___ DATA

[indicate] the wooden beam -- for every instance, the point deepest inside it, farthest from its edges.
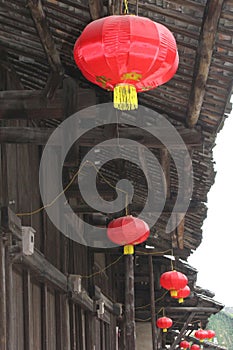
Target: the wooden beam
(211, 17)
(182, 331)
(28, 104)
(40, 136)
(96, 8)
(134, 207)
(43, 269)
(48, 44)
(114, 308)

______

## ASSIGNMENT
Print the listing word for word but skip its pictures.

## RESPONSE TO THE EXERCISE
[indicate] the wooden beam -- for every instance, the point deepest inside it, farthest from its edges.
Target: the wooden beam
(211, 17)
(182, 331)
(28, 104)
(40, 136)
(96, 8)
(134, 207)
(43, 269)
(48, 44)
(114, 308)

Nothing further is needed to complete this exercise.